The concept of data science notebooks has been around for a while. Notebooks are web interfaces that allow creating and sharing live code, equations, visualizations and narrative text. They exist somewhere in data science workflows to serve data cleaning, transformation, numerical simulation, statistical modeling, data visualization and even machine learning. In a Python environment, Jupyter is prominent. In Java or Scala environment, Apache Zeppelin fits seamlessly. Though Jupyter can be used with a Java kernel and Zeppelin can be used with a Python interpreter, each one natively belongs to its own stack.
Installing Zeppelin and Solr Interpreter
Zeppelin interpreters allow languages or data processing backends to be plugged into Zeppelin. However, Zeppelin extensibility is designed through Helium which is a plugin system that can extend Zeppelin with components including interpreters. Other components that can be plugged are spells, visualizations and even whole applications.
In this post, we are going to explore creating computational notebooks for data stored in Solr which can be done in a few steps. If you are running Solr, all what is required to start creating notebooks for existing collections is obtaining Zeppelin1 and installing the Solr interpreter:
$ docker run -p 8080:8080 -d --name zeppelin apache/zeppelin:0.8.1
$ docker exec zeppelin ./bin/install-interpreter.sh --name solr --artifact com.lucidworks.zeppelin:zeppelin-solr:0.1.5
$ docker restart zeppelin # to load the interpreter
Navigate to http://<zeppelin-host>:8080 and Zeppelin welcome page should appear:
To create a Solr interpreter, click “anonymous” menu on the top right then click “Interpreter”. Click “Create” button on the top right and enter parameters as follows:
Note: the default value of solr.baseUrl
is http://localhost:8983/solr
Creating the Notebook
For the purpose of this post, the Amazon Cell Phones Reviews dataset will be used. Trivial preprocessing, such as renaming fields and splitting prices field, is required before indexing. Once indexed into two collections, items
and reviews
, a notebook can be created.
Each cell inside the notebook should start with %solr
spell in order to bind to the notebook to Solr interpreter and run commands. Currently, there are 5 commands that are supported: use
, search
, facet
, stream
and sql
. The last two commands invoke the powerful Solr Streaming Expressions and Parallel SQL features that enable creating computations for Zeppelin.
The first command that should be used is use
which generally sets the default collection to be used throughout the notebook where no collection is mentioned:
%solr
use reviews
Adding Computational Paragraphs
To visualize rating distribution:
%solr
facet q=*:*&facet=true&facet.field=rating_f
To calculate average rating by brand:
%solr
SELECT avg(reviews.rating_f) as rating, brand_s FROM reviews INNER JOIN items ON reviews.asin_s = items.asin_s GROUP BY items.brand_s ORDER BY rating DESC LIMIT 20
Conducting a reviews Significant Terms query for the the search keyword “battery”:
%solr
stream significantTerms(reviews, q="body_t:battery", field="body_t")

- **Provided material**:
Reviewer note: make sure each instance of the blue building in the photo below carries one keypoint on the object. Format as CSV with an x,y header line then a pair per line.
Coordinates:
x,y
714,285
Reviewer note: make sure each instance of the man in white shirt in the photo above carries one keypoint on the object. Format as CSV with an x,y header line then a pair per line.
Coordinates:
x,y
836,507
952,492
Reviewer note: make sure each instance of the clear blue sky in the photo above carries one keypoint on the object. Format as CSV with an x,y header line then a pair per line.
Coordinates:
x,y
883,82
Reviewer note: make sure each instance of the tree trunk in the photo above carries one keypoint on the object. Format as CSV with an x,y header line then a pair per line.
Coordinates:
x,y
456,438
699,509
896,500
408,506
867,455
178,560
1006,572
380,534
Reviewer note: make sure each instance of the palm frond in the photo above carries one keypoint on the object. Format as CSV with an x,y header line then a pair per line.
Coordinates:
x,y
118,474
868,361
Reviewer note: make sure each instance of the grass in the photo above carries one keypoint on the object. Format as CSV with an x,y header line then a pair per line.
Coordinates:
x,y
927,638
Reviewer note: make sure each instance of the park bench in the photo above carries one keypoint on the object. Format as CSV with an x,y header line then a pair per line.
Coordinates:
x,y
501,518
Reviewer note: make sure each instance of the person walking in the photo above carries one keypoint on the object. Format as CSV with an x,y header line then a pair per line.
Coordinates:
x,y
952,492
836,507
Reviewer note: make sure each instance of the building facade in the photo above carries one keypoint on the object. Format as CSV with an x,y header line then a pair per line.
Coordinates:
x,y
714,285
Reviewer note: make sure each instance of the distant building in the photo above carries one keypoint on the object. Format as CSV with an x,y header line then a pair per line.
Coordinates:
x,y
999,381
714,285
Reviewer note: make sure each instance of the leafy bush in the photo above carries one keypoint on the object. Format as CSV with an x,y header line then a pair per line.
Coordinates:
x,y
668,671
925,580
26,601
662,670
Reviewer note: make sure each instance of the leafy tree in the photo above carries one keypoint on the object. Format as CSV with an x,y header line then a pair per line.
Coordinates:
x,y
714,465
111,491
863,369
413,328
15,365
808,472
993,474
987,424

- **Exercise tasks**:
1: From the Zeppelin and Solr notebook post, write out the stretch from "Each cell inside" through "computations for Zeppelin.".
2: Render this sentence from the Zeppelin and Solr notebook post in Spanish: "Notebooks are web interfaces that allow creating and sharing live code, equations, visualizations and narrative text."
3: Carry on the Zeppelin and Solr notebook post from where it stops.

- **Results of the exercise**:
1:
Each cell inside the notebook should start with %solr
spell in order to bind to the notebook to Solr interpreter and run commands. Currently, there are 5 commands that are supported: use
, search
, facet
, stream
and sql
. The last two commands invoke the powerful Solr Streaming Expressions and Parallel SQL features that enable creating computations for Zeppelin.

2: Los notebooks son interfaces web que permiten crear y compartir código en vivo, ecuaciones, visualizaciones y texto narrativo.

3:
It’s noted that several significant terms suggest that many reviews touch the point that phone batteries drain quickly or die before they usually should.
Top products with highest ratings:
%solr
SELECT avg(reviews.rating_f) as rating, items.title_s FROM reviews INNER JOIN items ON reviews.asin_s = items.asin_s GROUP BY items.title_s ORDER BY rating DESC LIMIT 20
Total reviews count by brand:
%solr
SELECT sum(totalReviews_i) AS s, brand_s FROM items GROUP BY brand_s ORDER BY s DESC
Products count by brand:
%solr
facet q=*:*&facet=true&facet.field=brand_s&collection=items
Total helpful reviews by brand:
%solr
SELECT sum(helpfulVotes_i) as s, brand_s FROM reviews INNER JOIN items ON reviews.asin_s = items.asin_s GROUP BY brand_s
Verified field distribution and average ratings:
%solr
SELECT count(*) as v, verified_s FROM reviews GROUP BY verified_s
Average rating for each verified state:
%solr
SELECT verified_s, avg(rating_f) as rating FROM reviews GROUP BY verified_s
Search for reviews that mention keyword “screen”:
%solr
search q=body_t:screen&fl=asin_s,name_s,title_s,body_t,verified_s,rating_f,helpfulVotes_i,date_s&rows=20
Product base price and rating:
%solr
SELECT price1_f, brand_s, rating_f, totalReviews_i FROM items WHERE price1_f > 0
1. As of writing this post, Zeppelin version 0.8.2 docker image does not start or run as expected
One reply on “Zeppelin Notebooks and Solr”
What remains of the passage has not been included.